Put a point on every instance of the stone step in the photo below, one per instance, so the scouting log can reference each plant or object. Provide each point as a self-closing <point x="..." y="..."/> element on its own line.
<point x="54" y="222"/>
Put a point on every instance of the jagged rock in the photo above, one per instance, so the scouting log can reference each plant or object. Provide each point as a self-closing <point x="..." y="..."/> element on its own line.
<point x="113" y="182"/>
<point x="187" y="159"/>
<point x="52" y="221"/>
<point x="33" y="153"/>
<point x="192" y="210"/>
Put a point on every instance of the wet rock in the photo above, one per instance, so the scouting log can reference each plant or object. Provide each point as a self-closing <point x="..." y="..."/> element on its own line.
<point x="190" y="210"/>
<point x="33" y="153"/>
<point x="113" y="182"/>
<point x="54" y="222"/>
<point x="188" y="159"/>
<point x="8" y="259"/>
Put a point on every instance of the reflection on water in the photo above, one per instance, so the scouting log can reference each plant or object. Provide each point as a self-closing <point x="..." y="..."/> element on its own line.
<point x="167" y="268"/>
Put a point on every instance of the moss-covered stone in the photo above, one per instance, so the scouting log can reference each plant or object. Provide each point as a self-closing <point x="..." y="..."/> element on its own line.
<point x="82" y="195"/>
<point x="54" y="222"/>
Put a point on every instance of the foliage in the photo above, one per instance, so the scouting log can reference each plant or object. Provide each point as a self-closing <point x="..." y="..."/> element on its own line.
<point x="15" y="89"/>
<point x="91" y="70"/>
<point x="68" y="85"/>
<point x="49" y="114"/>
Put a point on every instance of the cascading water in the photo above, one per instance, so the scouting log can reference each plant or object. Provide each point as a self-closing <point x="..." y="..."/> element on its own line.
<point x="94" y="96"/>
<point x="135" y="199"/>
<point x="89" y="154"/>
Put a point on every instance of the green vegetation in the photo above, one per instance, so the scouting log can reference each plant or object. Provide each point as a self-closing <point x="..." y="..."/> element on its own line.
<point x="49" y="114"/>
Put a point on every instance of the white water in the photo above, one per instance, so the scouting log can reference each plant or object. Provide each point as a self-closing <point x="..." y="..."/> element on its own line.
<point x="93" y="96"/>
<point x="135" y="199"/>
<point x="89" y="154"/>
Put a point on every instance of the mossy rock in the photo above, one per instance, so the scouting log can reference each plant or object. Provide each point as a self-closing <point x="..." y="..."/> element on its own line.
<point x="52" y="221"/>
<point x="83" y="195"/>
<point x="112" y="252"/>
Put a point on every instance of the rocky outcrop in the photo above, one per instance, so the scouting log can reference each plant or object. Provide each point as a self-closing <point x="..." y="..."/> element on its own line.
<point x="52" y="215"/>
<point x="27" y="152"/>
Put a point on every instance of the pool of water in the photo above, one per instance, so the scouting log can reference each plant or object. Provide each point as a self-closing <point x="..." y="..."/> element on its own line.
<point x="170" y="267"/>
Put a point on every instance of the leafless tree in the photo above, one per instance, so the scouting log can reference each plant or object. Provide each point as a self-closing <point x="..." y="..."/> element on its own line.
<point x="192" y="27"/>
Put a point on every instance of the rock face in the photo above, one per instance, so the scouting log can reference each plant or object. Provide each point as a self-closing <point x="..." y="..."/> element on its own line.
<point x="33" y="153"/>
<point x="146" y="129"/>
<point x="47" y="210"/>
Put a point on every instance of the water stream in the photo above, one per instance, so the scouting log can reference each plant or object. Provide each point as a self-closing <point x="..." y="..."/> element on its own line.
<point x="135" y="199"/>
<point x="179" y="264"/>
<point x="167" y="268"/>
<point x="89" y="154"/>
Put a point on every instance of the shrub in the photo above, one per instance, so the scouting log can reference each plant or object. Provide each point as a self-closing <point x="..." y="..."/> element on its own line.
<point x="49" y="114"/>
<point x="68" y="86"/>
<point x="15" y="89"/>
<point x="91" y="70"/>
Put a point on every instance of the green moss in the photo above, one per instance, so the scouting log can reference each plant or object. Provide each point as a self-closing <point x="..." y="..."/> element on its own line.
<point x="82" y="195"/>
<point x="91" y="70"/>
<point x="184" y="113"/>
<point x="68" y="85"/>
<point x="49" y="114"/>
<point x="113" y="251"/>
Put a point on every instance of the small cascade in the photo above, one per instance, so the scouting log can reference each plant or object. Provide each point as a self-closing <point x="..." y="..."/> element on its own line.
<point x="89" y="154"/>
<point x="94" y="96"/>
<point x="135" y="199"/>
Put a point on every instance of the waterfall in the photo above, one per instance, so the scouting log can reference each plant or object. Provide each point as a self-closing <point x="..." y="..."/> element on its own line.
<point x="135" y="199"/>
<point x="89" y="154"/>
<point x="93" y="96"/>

═══

**EXERCISE PROMPT**. Restate all the material above, keeping each word as it is.

**EXERCISE SOLUTION**.
Put a point on every instance of the stone step in the photo below, one per instance, so the scouting log can reference each plant or object. Provide each point as a self-closing <point x="..." y="..."/> element on its own line.
<point x="54" y="222"/>
Put a point on every instance of the jagged rock in the photo above, one per instance, so the scouting log can reference each plant or object. Provide each point as a self-closing <point x="..." y="..."/> element on its own line.
<point x="113" y="182"/>
<point x="187" y="159"/>
<point x="52" y="221"/>
<point x="33" y="153"/>
<point x="192" y="210"/>
Put a point on every instance of the wet rock in the photo above, one per instance, so the scouting log can reference each plant or object. Provide each point as a self-closing <point x="..." y="..."/> element on its own line.
<point x="190" y="210"/>
<point x="33" y="153"/>
<point x="113" y="182"/>
<point x="54" y="222"/>
<point x="188" y="159"/>
<point x="8" y="259"/>
Put a point on every instance of the reflection on water in the photo above, one per instance, so the scouting log can reference each plant or object. Provide each point as a self-closing <point x="..." y="..."/> element on its own line.
<point x="167" y="268"/>
Put a point on every instance of the moss-covered stone in the photo above, one per instance, so the scouting log can reference each plant or object. Provide each point as a self-closing <point x="..." y="..."/> element on its own line.
<point x="82" y="195"/>
<point x="54" y="222"/>
Put a point on every instance of the foliage in the photo above, one per instance, so the scouting log can reference each plant or object. Provide each point as a self-closing <point x="..." y="..."/> element on its own line.
<point x="15" y="89"/>
<point x="91" y="70"/>
<point x="68" y="85"/>
<point x="49" y="114"/>
Put a point on every instance of the cascading water in the photo above, one per instance, so the scouting log can reference each plant or object. Provide each point as a self-closing <point x="..." y="..."/> element on its own line.
<point x="94" y="96"/>
<point x="135" y="199"/>
<point x="89" y="154"/>
Put a point on every instance of the green vegetation in the photo above, one per instance, so the scouting log can reference each plant or object. Provide each point as a self-closing <point x="..." y="..."/> element on its own line.
<point x="49" y="114"/>
Put a point on every instance of the white water in the photo above, one per instance, so the scouting log can reference each plant or object. Provide each point as a self-closing <point x="..." y="..."/> element on its own line.
<point x="93" y="96"/>
<point x="135" y="199"/>
<point x="89" y="154"/>
Put a point on every instance of the mossy rock in the photo above, one per instance, so the scouting log can reference each plant or object. Provide each point as a self-closing <point x="..." y="..."/> element on its own line.
<point x="52" y="221"/>
<point x="83" y="195"/>
<point x="112" y="252"/>
Put a point on every instance of the rocky outcrop in the photo above, one per instance, so the scouting log can reference each plant or object. Provide each point as a self-closing <point x="..." y="..."/> element on its own line.
<point x="52" y="215"/>
<point x="27" y="152"/>
Put a point on every instance of the pool of water in the photo above, one per instance, so the scouting log can reference each plant or object. Provide each point as a self-closing <point x="..." y="..."/> element on its own line.
<point x="170" y="267"/>
Put a point on every instance of the leafless tree in the photo above, one per instance, so the scouting log can reference each plant or object. Provide each point as a self-closing <point x="..." y="..."/> element on its own line.
<point x="192" y="27"/>
Put a point on every instance of the rock face in the photo above, one per instance, so the scouting log can reference each plant or object. Provide each point as a self-closing <point x="..." y="..."/> element on its own line.
<point x="33" y="153"/>
<point x="146" y="129"/>
<point x="47" y="210"/>
Put a point on every instance of the water stream in the photo above, one per instance, so the scouting log can reference each plant or object. Provide each point as a self-closing <point x="..." y="..."/> element on its own line.
<point x="135" y="199"/>
<point x="179" y="264"/>
<point x="167" y="268"/>
<point x="89" y="154"/>
Put a point on every instance of the shrub in the photo above, one per instance, so the scouting log can reference each plant or object. Provide each point as a self-closing <point x="..." y="..."/> element on its own line.
<point x="49" y="114"/>
<point x="68" y="86"/>
<point x="15" y="89"/>
<point x="91" y="70"/>
Put a point on every instance of the green moss in the photo above, one per instance, so the scouting log can reference each plant or object. Provide each point as a self-closing <point x="..." y="..."/> element on its own line.
<point x="82" y="195"/>
<point x="91" y="70"/>
<point x="184" y="113"/>
<point x="68" y="85"/>
<point x="49" y="114"/>
<point x="113" y="251"/>
Put a point on every instance of the small cascade in the photo above, one per instance, so the scouting log can reference each plant or object. Provide each point as a self-closing <point x="..." y="..."/> element on its own line.
<point x="89" y="154"/>
<point x="94" y="96"/>
<point x="135" y="199"/>
Put a point on every instance of the waterfall in the photo above, one per instance, so the scouting log can reference each plant or object. Provide each point as a self-closing <point x="..." y="..."/> element on its own line.
<point x="135" y="199"/>
<point x="89" y="154"/>
<point x="93" y="96"/>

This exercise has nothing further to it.